[Extracted data entries]
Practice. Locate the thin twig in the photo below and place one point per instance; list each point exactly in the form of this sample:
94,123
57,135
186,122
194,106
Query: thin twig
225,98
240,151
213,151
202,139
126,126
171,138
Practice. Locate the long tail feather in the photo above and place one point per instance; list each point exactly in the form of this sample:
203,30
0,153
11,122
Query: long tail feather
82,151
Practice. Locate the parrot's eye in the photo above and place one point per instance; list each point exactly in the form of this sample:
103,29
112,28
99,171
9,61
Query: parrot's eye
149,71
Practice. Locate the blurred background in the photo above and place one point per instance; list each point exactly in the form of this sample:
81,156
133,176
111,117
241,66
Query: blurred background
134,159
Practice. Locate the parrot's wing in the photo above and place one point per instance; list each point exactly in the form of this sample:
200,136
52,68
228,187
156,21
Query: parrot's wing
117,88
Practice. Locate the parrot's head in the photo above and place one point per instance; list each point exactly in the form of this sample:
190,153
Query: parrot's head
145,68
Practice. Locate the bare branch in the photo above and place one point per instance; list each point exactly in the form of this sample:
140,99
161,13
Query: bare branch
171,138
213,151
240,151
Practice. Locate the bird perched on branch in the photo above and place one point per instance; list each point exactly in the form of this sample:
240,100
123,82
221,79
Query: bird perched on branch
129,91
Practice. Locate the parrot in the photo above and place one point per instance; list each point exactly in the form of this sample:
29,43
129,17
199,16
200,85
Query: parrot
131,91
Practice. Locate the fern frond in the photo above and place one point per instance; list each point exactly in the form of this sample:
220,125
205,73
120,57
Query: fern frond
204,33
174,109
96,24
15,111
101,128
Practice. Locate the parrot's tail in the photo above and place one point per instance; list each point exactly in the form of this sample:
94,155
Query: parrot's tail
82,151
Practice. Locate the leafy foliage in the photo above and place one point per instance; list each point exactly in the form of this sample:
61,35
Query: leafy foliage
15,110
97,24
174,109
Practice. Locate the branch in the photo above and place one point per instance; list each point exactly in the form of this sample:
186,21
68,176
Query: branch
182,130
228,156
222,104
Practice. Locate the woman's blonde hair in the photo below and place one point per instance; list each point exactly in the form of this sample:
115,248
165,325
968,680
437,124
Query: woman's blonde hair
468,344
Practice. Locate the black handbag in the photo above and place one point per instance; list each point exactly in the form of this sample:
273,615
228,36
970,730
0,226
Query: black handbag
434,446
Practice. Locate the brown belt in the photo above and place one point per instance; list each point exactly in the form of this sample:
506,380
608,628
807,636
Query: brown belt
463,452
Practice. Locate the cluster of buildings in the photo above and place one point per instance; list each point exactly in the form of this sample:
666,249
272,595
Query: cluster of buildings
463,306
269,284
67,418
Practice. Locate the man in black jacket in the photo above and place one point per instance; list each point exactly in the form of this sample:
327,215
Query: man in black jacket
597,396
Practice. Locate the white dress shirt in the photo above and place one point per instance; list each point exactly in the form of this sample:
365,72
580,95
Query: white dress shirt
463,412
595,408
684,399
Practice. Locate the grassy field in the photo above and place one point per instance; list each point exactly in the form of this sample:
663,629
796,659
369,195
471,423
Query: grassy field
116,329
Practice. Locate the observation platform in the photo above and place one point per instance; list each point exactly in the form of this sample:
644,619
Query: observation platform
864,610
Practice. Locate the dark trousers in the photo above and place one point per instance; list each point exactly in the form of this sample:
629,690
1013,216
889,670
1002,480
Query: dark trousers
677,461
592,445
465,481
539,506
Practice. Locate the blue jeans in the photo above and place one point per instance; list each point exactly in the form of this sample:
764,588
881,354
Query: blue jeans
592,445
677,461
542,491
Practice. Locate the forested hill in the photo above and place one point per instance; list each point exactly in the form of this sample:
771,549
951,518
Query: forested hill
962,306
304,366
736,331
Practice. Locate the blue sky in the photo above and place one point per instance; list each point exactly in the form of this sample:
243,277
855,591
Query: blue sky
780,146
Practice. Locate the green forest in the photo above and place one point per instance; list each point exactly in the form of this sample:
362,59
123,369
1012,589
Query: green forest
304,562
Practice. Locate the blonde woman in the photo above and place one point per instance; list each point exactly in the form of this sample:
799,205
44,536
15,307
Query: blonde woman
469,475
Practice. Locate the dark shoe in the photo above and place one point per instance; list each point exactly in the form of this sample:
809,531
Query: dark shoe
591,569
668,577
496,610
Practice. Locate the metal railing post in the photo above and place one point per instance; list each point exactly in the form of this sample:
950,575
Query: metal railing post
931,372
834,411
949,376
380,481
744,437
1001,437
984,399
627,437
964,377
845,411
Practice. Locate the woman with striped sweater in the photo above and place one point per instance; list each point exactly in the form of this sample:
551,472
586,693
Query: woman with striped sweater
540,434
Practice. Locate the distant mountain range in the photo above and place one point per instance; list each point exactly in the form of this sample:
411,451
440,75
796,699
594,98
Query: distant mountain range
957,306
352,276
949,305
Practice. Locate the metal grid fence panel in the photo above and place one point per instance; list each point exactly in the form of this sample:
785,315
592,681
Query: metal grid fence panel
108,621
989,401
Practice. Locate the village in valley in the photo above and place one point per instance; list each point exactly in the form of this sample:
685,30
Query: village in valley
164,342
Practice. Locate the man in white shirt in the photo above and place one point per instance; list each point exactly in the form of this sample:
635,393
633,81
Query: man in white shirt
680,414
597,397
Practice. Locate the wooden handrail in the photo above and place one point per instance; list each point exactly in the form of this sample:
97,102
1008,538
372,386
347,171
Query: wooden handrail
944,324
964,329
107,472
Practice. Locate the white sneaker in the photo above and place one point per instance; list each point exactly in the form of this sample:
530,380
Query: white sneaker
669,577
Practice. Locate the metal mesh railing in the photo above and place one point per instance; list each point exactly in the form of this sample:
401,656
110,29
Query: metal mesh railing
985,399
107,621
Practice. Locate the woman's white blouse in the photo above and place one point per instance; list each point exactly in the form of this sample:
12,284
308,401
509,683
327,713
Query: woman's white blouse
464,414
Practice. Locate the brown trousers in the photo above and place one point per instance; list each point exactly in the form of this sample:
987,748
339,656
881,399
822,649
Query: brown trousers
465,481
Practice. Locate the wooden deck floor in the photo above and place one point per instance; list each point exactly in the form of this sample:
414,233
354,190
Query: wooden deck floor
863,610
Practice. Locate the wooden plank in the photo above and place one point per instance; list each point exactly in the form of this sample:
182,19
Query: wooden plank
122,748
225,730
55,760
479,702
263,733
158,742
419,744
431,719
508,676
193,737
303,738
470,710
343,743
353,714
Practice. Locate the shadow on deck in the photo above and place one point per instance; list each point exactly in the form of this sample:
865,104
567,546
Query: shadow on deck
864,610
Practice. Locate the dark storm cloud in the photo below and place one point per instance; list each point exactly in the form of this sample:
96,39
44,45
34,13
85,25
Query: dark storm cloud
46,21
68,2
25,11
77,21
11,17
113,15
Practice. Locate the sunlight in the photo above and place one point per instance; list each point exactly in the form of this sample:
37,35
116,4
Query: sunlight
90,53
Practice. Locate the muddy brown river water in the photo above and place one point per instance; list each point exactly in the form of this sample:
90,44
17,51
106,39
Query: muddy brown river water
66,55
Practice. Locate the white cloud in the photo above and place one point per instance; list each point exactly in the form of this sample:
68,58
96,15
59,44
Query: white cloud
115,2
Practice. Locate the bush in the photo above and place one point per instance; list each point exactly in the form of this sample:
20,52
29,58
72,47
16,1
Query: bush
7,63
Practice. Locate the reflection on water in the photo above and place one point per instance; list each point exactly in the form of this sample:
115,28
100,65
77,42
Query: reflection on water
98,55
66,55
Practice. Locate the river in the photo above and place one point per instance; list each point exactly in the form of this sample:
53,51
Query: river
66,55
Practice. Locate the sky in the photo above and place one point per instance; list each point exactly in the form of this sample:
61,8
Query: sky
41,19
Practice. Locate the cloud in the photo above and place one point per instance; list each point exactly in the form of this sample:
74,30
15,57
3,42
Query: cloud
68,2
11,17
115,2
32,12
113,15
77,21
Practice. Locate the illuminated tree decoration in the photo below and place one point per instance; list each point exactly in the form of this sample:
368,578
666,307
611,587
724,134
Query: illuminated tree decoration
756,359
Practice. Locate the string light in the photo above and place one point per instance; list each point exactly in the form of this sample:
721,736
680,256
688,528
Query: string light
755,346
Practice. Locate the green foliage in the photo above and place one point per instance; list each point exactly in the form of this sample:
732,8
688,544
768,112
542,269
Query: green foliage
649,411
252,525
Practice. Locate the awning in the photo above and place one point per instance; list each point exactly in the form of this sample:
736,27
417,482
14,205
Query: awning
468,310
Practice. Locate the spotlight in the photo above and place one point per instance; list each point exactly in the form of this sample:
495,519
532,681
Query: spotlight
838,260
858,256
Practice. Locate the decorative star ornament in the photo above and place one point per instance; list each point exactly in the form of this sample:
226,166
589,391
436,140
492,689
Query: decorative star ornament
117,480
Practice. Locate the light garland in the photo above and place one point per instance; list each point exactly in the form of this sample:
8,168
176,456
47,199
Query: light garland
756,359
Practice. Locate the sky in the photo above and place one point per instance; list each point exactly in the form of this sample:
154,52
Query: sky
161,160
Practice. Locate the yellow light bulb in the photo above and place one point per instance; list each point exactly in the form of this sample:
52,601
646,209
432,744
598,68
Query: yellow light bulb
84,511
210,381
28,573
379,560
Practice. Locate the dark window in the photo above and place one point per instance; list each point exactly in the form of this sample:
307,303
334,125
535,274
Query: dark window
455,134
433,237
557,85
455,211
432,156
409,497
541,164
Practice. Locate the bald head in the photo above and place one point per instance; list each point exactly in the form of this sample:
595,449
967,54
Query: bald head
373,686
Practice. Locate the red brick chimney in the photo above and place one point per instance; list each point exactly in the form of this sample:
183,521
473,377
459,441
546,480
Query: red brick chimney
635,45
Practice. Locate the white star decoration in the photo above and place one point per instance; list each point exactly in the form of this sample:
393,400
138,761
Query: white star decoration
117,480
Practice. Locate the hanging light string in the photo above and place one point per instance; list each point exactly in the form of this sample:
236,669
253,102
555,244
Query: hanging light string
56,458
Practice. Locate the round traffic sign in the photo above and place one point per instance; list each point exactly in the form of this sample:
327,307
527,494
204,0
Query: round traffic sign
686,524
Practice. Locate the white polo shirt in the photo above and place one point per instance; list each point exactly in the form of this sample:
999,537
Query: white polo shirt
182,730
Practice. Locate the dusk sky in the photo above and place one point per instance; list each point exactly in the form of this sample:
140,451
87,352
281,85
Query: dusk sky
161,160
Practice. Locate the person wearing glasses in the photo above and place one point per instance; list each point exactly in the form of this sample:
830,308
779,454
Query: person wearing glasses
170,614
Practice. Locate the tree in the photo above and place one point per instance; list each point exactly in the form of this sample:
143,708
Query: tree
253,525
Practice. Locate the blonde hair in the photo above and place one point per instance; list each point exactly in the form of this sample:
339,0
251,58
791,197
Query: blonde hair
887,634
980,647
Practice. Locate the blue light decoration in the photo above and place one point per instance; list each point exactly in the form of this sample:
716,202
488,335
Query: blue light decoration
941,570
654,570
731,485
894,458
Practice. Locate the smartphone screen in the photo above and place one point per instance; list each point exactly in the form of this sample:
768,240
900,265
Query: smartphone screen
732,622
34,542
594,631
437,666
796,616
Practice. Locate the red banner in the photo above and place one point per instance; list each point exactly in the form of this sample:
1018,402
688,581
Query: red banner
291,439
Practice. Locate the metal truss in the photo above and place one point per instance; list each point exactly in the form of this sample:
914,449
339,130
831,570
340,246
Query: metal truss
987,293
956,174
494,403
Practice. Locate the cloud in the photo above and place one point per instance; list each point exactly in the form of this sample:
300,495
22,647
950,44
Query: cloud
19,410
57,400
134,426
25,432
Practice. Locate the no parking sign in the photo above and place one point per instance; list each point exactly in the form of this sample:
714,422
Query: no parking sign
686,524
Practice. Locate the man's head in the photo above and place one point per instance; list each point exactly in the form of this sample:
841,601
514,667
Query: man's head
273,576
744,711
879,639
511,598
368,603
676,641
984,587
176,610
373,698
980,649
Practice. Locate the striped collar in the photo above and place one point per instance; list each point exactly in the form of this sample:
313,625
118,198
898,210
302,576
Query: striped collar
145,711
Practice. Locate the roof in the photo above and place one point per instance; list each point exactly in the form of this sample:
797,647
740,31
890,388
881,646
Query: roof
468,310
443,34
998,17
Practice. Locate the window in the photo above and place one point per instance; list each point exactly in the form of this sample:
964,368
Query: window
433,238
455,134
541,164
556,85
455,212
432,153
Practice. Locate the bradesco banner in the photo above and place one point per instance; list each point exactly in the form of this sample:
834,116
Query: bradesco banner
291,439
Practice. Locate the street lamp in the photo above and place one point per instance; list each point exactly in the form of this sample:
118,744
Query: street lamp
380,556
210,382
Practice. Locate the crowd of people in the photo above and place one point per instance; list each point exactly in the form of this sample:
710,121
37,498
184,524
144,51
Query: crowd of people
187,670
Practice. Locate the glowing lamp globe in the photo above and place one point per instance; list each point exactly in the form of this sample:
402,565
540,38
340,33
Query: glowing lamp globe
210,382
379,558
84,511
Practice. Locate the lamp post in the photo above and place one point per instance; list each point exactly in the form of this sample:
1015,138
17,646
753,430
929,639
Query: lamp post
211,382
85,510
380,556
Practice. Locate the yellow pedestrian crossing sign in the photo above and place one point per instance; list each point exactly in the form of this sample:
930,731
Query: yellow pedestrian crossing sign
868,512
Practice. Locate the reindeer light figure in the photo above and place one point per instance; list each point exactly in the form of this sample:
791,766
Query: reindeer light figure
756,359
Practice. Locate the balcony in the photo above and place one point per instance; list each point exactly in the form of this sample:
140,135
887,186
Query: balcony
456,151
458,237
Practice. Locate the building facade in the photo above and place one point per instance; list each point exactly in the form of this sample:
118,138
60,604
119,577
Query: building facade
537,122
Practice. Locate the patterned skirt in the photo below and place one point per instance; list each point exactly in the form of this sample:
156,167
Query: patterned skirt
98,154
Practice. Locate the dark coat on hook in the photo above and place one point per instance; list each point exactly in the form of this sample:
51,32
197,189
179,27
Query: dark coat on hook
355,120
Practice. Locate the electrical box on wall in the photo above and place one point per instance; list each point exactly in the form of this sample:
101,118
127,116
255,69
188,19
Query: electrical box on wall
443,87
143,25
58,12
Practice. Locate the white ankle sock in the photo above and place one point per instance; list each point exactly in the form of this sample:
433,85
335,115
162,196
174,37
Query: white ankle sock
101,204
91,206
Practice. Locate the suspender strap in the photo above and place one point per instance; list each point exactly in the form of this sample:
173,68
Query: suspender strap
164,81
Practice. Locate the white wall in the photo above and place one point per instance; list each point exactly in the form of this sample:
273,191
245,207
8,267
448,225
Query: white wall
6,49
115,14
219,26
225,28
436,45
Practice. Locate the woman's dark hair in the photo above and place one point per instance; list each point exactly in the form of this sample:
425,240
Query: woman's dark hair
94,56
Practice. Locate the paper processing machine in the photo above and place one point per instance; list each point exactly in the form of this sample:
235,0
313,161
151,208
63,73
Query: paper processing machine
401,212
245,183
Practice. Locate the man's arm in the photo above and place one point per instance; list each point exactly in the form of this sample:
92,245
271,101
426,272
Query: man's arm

→ Work instructions
Copy each line exactly, from the line containing "Practice. Locate the suspender" down to the last line of the material, and no other lines.

→ Answer to this exercise
Practice. Locate the suspender strap in the photo above and place one point per instance; list each point exactly in the form of this sample:
173,68
Query: suspender strap
164,81
Practice. Locate the white wall in the photo above and place one point per instance; list each point exactly in the form of this sample:
273,191
245,207
8,267
448,225
Query: white wall
6,49
115,14
219,26
225,28
436,45
Practice. Locate the woman's dark hair in the photo above and place one point per instance; list each point exactly in the form of this sample:
425,240
Query: woman's dark hair
94,56
Practice. Locate the paper processing machine in the photo above and place one point per instance; list each point exactly in the form of this sample:
235,0
313,161
151,208
63,73
Query: paper processing machine
401,212
245,183
Practice. Locate the man's arm in the photo above and place one point per instance; list each point exactly in the form of this sample:
92,245
271,101
426,272
Query: man's arm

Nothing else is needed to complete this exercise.